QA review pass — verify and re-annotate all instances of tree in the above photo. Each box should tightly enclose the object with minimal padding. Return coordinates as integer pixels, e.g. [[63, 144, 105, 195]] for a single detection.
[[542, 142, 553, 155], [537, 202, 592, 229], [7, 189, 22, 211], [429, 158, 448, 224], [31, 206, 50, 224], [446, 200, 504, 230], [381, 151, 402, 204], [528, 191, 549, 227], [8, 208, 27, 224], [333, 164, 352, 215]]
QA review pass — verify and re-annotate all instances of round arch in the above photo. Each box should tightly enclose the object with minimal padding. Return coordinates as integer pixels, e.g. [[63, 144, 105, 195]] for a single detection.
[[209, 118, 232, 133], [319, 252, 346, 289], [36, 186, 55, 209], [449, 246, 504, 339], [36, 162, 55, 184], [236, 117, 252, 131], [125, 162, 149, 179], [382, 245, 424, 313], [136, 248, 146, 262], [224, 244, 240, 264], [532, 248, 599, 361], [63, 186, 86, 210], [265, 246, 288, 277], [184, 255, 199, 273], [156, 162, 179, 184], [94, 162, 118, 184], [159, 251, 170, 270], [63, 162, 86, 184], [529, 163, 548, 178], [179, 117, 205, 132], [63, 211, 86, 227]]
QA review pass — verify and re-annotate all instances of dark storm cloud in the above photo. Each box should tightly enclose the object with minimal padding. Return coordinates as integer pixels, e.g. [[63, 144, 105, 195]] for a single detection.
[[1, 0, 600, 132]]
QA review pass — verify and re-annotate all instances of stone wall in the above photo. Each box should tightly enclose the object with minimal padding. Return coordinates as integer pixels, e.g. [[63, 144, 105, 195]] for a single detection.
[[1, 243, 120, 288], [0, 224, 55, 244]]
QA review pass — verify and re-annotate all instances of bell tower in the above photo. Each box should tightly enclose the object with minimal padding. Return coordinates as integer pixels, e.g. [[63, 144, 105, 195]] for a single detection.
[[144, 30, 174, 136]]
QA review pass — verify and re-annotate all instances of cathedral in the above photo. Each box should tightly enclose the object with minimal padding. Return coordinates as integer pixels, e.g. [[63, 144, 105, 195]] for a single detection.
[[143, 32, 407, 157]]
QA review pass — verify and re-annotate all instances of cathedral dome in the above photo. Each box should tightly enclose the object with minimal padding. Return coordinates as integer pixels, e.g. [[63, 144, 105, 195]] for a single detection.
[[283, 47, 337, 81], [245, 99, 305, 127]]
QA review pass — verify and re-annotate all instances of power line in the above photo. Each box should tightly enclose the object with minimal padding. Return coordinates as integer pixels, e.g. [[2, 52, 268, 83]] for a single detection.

────────────────

- WHAT YOU HAVE TO DO: Retype the listing. Match it exactly.

- SOLUTION FOR THIS TASK:
QA review pass — verify and re-annotate all instances of tree in the above photo. Each box should tightly enclose the object with minimal padding. Return coordinates as integer pixels, e.g. [[63, 144, 105, 195]] for a single detection.
[[542, 142, 553, 155], [537, 202, 592, 229], [7, 189, 22, 211], [429, 158, 448, 224], [31, 206, 50, 224], [446, 200, 504, 230], [381, 151, 402, 204], [528, 191, 549, 227], [8, 208, 27, 224], [333, 164, 352, 215]]
QA review pass — verify and re-annotate all instances of round arch in the above photo. Each box should tightly enclose the object with minimal padding. Return coordinates as integer pixels, e.g. [[63, 144, 105, 195]] for a single detection.
[[209, 118, 232, 133], [319, 252, 346, 289], [36, 186, 55, 209], [449, 246, 504, 339], [36, 162, 55, 184], [236, 117, 252, 131], [125, 162, 149, 179], [382, 245, 424, 313], [136, 248, 146, 262], [224, 244, 240, 264], [532, 248, 599, 361], [63, 186, 86, 210], [265, 246, 288, 277], [184, 255, 199, 273], [156, 162, 179, 184], [94, 162, 118, 184], [159, 251, 170, 270], [63, 162, 86, 184], [529, 163, 548, 178], [179, 117, 205, 132], [63, 211, 86, 227]]
QA review pass — verify and re-annotate all instances of dark storm cloud in the above photo. Each box should tightly enclose the object with minimal padding. Return coordinates as integer pixels, e.g. [[63, 144, 105, 195]] for a single detection.
[[1, 0, 600, 132]]
QA review pass — verify and re-annotate all instances of stone wall in the above photo. Each box should tightly enclose the object with minimal padding. Return coordinates as integer pixels, e.g. [[63, 144, 105, 195]] for a single detection.
[[1, 243, 120, 288], [0, 224, 55, 244]]
QA review pass — verify and re-annotate all instances of bell tower in the above photo. Each box should tightly enclose the object with minimal padding. Return coordinates as integer pixels, e.g. [[63, 144, 105, 195]] for a single detection.
[[144, 30, 174, 136]]
QA review pass — verify and re-annotate all instances of cathedral in the above photo. Each box should tightly enclose the object with minimal padding. Return coordinates as integer pixels, e.g. [[63, 144, 105, 195]] for a single detection.
[[143, 32, 407, 157]]
QA review pass — verify and re-annotate all instances of cathedral dome in the above photo. Each box should tightly enclose the object with minimal padding. Return coordinates as integer pixels, e.g. [[63, 144, 105, 195]] for a single detection.
[[283, 47, 337, 81], [245, 99, 305, 127]]
QA review pass — verify and re-annotate all instances of power line in the above photo. Each box should tightly enclose the object with minimal padding. Return coordinates as integer pixels, e.g. [[2, 52, 268, 83]] for a single detection.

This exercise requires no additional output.